• _Exercise details_
The listing beneath should be written out in full, exactly as shown.

• _Given data_
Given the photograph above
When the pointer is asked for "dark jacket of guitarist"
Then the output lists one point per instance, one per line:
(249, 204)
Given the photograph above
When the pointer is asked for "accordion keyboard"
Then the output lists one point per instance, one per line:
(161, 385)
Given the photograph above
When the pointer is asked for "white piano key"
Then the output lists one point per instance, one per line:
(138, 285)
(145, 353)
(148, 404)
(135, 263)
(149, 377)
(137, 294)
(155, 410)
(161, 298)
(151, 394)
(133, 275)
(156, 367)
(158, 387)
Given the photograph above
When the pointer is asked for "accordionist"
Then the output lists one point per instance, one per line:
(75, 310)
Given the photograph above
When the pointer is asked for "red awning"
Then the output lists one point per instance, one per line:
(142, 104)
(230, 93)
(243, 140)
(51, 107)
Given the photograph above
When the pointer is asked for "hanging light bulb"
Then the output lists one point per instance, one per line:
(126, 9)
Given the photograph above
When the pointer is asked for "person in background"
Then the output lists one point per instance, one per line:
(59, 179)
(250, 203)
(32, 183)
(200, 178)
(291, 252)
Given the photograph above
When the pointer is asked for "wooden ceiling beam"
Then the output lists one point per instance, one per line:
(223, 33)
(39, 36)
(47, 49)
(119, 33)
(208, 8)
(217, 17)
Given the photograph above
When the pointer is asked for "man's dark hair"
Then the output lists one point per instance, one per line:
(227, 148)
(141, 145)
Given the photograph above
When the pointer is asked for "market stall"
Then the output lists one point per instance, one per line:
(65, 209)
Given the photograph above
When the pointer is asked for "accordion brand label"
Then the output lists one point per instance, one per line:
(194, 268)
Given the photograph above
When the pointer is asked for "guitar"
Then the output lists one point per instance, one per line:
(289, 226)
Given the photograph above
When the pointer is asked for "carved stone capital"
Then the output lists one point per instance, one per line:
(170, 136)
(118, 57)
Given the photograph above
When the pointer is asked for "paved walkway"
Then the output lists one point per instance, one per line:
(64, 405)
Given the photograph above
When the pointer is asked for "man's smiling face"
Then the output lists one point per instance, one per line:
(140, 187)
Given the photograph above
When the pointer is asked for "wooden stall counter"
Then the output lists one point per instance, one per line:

• _Answer to the problem_
Given the photograph above
When the pointer is asked for "dark jacket of guitarist"
Then the output lists one point per instance, one per line:
(249, 204)
Given the photograph above
When the pointer is asked for "accordion keyboard"
Then the output lists one point per instance, one per line:
(161, 385)
Given the photograph above
When the pointer is asked for "white piano key"
Then the output lists one point per instance, one per line:
(138, 285)
(145, 353)
(148, 404)
(135, 263)
(149, 377)
(137, 294)
(155, 410)
(161, 298)
(151, 394)
(133, 275)
(156, 367)
(158, 387)
Given the photograph above
When the pointer is asked for "accordionist"
Then the output lists one point per instance, one per line:
(75, 310)
Given the photograph above
When the pointer is asked for "red awning"
Then the output lists one point per instance, one per line:
(142, 104)
(230, 93)
(243, 140)
(51, 107)
Given the photograph above
When the pointer is asked for "hanging light bulb"
Then the output lists one point per instance, one per line:
(126, 9)
Given the photograph above
When the pointer is asked for "person in background"
Then the output lists one point per instance, one per line:
(59, 179)
(250, 203)
(32, 183)
(200, 178)
(291, 252)
Given the photograph above
When the pointer is asked for "wooden ceiling beam"
Then the output lists one point per instance, one per line:
(223, 33)
(39, 36)
(47, 49)
(119, 33)
(208, 8)
(217, 17)
Given the photograph above
When the pointer is asked for "man's dark hair"
Then the output lists one point per instance, one per line:
(227, 148)
(141, 145)
Given the photograph above
When the pointer is asked for "market stall"
Then the output lists one point per instance, one per line:
(65, 209)
Given the photograph above
When the pointer is asked for "accordion brand label"
Then the output lists one point per instance, one per line:
(194, 268)
Given the photograph above
When the pointer is asked for "guitar"
Then the output lists one point per instance, one per line:
(289, 226)
Given the photograph above
When the pointer is asked for "carved stone capital"
Then the output lists one point per instance, one per line:
(170, 136)
(118, 57)
Given the photograph above
When the pointer is asked for "paved walkway"
Then the output lists one point per instance, one per line:
(64, 405)
Given the photograph above
When the pointer is asked for "man's smiling face"
Then the output lists one point per instance, one per line:
(140, 187)
Given the photograph above
When the pointer is asked for "wooden stall counter"
Then the output lists one point per instance, one per line:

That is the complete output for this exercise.